[Stated goal]:
Rescale the items from the line with "obj: pair of" up to and including the line with "30,30 -> 670,240", and give back only those lines. Reproduce every line, requests included, but multiply each box coordinate in the answers by 1.85 and round to a whole number, with halves rounding up, leaving the requests and their format samples unchanged.

╭─ Records supplied

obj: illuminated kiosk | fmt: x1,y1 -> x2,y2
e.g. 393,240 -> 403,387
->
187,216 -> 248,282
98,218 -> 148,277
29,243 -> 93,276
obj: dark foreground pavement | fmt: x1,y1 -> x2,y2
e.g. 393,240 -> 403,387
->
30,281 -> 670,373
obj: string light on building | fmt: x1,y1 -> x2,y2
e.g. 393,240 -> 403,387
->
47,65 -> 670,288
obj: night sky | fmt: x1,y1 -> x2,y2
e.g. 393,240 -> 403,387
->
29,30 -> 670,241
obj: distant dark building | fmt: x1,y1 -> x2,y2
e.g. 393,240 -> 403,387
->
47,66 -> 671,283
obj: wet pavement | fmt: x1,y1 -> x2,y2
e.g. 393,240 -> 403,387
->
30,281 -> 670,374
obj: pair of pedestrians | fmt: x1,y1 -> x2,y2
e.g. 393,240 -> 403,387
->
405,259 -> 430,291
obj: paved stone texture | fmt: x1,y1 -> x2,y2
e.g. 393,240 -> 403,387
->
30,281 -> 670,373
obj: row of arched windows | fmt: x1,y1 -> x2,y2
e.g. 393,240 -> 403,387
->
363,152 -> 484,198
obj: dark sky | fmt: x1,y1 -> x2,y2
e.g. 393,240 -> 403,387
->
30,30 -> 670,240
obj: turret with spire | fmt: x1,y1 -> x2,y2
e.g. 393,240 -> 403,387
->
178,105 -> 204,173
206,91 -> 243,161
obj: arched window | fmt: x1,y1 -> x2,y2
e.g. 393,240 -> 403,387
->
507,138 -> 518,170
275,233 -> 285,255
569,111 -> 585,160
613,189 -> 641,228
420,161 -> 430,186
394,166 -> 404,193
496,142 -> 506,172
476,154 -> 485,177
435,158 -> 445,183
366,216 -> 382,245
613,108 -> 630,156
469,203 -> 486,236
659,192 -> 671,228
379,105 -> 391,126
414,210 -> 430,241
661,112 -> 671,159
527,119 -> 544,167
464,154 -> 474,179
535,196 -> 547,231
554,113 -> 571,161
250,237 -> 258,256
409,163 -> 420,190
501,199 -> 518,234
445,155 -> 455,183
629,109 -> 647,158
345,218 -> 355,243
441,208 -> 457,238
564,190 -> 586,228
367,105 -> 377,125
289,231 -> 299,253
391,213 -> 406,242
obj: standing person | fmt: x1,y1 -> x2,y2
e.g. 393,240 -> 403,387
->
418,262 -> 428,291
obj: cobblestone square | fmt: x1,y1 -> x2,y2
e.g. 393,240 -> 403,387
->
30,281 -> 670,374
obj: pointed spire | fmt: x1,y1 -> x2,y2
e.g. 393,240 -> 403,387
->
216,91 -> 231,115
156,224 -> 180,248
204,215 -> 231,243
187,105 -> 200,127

╰─

[Written response]:
obj: pair of pedestrians | fmt: x1,y1 -> x2,y2
e.g. 393,240 -> 403,387
->
749,479 -> 796,538
obj: paved stone texture | fmt: x1,y1 -> x2,y2
e.g. 393,240 -> 403,387
->
56,520 -> 1240,690
obj: row of arched windows | fmt: x1,y1 -> x2,y2
e.g. 393,240 -> 403,387
->
672,281 -> 895,366
obj: dark sky | fmt: x1,y1 -> x2,y2
e.g. 393,240 -> 403,387
->
56,56 -> 1240,444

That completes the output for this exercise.